━━ PROVIDED INFORMATION

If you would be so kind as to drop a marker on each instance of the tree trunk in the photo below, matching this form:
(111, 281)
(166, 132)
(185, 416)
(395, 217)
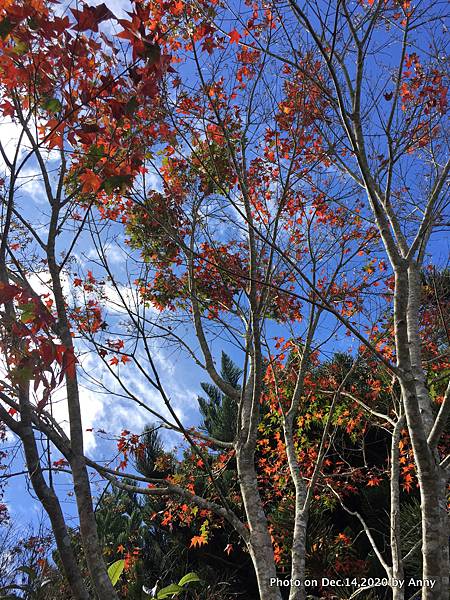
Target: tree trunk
(434, 549)
(88, 526)
(260, 543)
(398, 593)
(299, 551)
(50, 503)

━━━━

* **WHAT TO WORK ON**: Copy the listing above again with the request included and the picture left out, shifting each point coordinate in the answers by adding 49 to both numbers.

* **OUTPUT FOR THIS EXERCISE**:
If you would be so kind as to drop a marker on each instance of the tree trunk in the photo below, matching this form:
(111, 281)
(166, 132)
(185, 416)
(395, 217)
Target: tree trunk
(483, 598)
(137, 575)
(309, 592)
(447, 642)
(348, 600)
(99, 552)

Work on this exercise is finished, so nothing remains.